### SOURCE PASSAGE
=======

Architechair

What Am I Even Doing

It was some time ago that I created my first MR touching WSI stuff.

That was also the first time I broke Mesa.

Did I learn anything?

The answer is no, but then again it would have to be given the topic of this sleep-deprived post.

Maybe I’m The Problem

WSI has a lot of issues, but most of them stem from its mere existence. If people stopped wanting to see the triangles, we would all have easier lives and performance would go through the fucking roof. That’s ignoring the raw sweat and verbiage dedicated to insane ideas like determining the precise time at which the triangles should be made visible on a display or literally how are colors.

I’m nowhere near as smart as the people arguing about these things: I’m the guy who plays jenga with the tower constructed from popsicle sticks, marshmallow fluff, and wishful thinking. That’s why, a while ago, I declared war on DRI interfaces and then also definitely won that war without any issues. In fact, it works perfectly.

But why did I embark upon this journey which required absolutely no fixups?

=======

### WRITTEN REQUEST A
How many lines in the rows below contain the word "fence"? Reply with the number only.

(Raw records)
=======

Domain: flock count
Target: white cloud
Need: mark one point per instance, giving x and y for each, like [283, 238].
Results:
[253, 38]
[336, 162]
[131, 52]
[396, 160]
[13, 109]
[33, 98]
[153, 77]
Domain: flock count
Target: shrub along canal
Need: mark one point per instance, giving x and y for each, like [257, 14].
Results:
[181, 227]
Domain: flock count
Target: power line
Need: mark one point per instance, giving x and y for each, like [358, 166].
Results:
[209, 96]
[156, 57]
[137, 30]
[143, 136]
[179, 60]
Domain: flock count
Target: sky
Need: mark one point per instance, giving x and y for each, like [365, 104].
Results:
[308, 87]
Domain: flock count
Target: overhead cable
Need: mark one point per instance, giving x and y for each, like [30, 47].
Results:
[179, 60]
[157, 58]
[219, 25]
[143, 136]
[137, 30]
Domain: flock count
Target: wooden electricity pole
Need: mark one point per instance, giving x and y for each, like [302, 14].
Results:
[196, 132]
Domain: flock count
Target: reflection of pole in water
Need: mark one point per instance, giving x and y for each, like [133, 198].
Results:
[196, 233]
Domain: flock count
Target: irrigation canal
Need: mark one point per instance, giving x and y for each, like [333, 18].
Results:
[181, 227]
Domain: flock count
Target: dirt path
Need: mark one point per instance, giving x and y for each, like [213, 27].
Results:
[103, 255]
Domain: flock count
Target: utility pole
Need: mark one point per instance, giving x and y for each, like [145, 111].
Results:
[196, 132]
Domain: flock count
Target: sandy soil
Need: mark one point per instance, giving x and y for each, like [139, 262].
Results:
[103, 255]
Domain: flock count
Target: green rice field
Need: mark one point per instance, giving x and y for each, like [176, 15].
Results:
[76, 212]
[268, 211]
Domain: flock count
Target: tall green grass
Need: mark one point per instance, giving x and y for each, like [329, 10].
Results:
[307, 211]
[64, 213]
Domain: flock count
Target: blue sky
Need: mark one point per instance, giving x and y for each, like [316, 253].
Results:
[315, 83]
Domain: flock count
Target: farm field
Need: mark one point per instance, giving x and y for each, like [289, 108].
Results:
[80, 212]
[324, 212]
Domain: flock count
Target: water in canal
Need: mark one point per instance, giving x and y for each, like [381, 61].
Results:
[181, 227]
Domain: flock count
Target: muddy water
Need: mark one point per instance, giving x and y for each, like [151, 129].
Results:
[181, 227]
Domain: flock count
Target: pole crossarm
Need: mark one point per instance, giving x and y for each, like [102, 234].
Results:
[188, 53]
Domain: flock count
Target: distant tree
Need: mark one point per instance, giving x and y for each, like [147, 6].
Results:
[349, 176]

=======

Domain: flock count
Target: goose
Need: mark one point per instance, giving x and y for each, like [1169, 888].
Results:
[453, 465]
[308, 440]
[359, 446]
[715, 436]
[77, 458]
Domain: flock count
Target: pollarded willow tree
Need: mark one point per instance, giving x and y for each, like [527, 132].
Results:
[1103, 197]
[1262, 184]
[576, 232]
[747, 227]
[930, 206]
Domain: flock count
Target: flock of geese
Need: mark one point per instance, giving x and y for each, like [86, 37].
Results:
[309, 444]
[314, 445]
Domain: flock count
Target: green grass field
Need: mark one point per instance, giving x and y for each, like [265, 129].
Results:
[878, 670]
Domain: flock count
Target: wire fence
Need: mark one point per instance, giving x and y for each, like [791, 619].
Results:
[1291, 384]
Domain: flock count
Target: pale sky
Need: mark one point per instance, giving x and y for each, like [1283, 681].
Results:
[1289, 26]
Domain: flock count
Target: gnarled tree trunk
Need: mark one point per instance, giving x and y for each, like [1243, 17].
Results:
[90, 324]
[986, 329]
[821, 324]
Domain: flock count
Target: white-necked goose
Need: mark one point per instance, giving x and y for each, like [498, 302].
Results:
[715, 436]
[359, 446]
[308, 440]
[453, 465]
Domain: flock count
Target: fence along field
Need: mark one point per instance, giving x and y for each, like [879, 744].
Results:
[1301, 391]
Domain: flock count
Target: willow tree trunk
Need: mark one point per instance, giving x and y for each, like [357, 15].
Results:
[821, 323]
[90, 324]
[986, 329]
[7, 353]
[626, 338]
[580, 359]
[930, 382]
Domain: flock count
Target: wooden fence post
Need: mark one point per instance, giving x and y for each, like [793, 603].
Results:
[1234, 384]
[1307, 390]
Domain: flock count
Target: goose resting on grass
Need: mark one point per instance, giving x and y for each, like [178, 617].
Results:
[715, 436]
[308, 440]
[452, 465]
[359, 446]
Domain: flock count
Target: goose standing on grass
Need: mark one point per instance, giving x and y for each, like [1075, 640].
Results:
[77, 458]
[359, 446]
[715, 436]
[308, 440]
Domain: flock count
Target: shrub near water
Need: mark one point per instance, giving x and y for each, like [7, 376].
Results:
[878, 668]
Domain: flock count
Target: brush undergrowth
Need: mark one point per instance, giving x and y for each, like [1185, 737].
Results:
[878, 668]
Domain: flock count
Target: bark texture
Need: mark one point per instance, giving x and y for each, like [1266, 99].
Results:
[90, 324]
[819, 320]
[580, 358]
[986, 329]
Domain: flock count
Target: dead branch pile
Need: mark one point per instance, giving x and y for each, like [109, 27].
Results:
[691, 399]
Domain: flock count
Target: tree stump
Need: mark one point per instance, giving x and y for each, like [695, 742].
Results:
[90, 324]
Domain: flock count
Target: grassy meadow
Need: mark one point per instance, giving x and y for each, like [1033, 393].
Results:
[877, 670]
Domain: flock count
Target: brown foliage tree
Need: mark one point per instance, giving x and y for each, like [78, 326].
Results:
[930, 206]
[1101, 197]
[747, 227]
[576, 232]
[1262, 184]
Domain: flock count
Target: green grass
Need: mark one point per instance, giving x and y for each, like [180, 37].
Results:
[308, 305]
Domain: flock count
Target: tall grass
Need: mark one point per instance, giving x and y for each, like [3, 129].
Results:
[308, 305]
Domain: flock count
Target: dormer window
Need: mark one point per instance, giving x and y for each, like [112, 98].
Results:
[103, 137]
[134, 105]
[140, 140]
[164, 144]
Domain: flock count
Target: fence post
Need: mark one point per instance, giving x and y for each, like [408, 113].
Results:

=======

### WRITTEN REQUEST B
Answer these questions from the post above, one answer per line:
(i) What did the writer's first MR touch?
(ii) What materials make up the tower in the writer's jenga comparison?
(iii) On what did the writer declare war a while ago?

### WRITTEN REPLY A
4

### WRITTEN REPLY B
(i) WSI stuff
(ii) Popsicle sticks, marshmallow fluff, and wishful thinking
(iii) DRI interfaces